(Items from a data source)
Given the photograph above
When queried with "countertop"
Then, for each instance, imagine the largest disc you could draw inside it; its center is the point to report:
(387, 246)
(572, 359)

▶ WORK REQUIRED
Write the data above out again in full, with every word as given.

▶ WRITTEN RESPONSE
Given the photograph above
When queried with "countertop"
Then, for each instance, imagine the largest disc you could draw inside it; its center is the point to report:
(387, 246)
(572, 359)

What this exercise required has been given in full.